__The problem__
Count the lines in the rows below that contain the word "green". Reply with the number alone.

__Records for this task__
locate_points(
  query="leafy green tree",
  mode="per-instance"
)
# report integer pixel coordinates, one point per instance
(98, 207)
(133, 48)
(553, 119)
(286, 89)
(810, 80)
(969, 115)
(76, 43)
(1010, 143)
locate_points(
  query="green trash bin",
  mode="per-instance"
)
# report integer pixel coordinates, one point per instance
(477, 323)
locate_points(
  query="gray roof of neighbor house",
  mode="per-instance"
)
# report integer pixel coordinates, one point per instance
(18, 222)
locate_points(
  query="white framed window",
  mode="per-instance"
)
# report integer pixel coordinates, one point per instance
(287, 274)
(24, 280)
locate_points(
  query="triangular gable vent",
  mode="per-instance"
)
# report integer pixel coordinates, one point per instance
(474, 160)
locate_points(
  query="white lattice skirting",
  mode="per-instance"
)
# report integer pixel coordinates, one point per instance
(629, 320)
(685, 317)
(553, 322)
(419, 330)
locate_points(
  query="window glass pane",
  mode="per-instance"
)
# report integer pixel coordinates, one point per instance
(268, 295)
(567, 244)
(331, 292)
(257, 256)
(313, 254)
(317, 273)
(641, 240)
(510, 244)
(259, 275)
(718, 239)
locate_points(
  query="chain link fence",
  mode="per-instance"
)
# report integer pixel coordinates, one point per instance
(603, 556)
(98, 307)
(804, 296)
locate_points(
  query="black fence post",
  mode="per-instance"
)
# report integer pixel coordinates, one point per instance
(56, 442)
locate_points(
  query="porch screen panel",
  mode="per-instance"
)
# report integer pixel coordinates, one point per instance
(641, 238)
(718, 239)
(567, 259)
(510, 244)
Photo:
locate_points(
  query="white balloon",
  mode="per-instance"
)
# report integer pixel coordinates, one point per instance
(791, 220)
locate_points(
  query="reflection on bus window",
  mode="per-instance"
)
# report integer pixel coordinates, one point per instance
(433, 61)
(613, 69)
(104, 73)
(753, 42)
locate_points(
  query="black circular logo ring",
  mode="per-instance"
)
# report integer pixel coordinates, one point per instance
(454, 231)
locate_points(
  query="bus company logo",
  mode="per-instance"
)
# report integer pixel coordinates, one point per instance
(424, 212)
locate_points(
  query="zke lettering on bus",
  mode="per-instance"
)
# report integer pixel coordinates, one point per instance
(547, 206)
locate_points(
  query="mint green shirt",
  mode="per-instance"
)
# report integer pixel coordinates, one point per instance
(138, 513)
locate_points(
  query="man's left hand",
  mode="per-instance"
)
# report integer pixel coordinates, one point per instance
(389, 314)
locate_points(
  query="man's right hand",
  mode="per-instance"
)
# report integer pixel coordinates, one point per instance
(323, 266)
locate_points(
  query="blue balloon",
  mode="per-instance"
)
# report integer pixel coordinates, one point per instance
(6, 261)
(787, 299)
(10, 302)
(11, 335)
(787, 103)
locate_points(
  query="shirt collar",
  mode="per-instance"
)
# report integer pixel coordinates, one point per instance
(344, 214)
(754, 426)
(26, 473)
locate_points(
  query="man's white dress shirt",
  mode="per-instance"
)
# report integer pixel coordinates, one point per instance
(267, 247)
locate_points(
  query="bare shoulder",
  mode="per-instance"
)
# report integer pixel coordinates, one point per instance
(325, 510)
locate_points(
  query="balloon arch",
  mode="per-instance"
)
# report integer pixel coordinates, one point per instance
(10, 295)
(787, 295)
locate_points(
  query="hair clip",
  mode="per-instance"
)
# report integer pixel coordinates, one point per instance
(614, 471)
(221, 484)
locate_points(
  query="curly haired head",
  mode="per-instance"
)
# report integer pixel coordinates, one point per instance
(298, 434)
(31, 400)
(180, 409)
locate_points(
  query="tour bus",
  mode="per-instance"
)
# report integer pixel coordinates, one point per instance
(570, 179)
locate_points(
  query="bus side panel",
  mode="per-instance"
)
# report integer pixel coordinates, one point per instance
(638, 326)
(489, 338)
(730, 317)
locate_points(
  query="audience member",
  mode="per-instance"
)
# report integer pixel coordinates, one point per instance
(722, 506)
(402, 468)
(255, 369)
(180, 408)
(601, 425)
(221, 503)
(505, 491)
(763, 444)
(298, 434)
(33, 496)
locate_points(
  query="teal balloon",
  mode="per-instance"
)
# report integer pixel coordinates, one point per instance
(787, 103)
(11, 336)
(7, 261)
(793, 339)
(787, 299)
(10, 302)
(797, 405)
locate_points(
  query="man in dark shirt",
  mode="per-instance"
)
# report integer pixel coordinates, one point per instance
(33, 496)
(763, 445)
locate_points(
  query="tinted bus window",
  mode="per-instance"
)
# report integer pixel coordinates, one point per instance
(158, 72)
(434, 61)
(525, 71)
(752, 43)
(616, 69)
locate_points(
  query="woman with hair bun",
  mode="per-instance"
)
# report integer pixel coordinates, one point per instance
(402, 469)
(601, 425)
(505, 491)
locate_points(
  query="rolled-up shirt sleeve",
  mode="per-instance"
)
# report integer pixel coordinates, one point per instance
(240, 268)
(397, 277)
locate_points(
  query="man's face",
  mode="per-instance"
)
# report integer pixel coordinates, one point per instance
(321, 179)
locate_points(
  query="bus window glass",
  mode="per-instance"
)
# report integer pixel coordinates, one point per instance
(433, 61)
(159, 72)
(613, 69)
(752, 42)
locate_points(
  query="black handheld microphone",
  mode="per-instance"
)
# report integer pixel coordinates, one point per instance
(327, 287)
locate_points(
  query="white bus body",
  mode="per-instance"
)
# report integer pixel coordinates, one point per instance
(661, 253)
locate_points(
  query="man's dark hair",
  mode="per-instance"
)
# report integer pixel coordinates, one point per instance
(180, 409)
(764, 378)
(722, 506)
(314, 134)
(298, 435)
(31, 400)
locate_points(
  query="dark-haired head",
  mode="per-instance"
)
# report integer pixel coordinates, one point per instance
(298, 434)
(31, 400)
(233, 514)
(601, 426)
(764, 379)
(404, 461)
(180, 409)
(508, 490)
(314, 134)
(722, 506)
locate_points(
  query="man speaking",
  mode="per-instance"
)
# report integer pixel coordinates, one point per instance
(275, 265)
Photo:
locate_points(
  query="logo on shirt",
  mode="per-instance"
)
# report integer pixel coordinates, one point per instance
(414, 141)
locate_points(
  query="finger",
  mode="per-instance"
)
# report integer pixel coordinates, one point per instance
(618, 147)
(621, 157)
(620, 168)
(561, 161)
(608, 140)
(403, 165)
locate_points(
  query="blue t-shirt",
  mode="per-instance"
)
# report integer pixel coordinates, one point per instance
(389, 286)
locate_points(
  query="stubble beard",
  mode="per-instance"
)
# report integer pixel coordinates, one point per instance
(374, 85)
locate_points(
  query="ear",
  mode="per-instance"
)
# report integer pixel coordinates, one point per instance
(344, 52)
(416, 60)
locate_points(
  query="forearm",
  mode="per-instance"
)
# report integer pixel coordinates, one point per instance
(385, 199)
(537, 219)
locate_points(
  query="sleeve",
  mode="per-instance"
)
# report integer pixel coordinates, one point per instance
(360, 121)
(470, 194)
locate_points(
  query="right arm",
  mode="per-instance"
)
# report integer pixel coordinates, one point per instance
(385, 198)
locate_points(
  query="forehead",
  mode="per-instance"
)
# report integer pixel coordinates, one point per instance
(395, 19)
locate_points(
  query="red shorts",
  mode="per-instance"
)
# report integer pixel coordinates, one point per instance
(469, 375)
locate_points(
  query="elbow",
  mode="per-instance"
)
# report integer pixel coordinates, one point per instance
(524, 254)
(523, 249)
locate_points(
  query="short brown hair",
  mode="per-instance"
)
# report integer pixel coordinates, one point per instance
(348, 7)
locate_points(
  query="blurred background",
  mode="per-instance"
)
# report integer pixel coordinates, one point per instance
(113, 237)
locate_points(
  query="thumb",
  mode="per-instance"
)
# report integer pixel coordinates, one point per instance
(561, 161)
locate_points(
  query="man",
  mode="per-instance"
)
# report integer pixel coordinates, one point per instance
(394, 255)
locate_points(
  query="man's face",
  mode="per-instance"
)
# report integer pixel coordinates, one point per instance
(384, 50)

__Response to the task__
3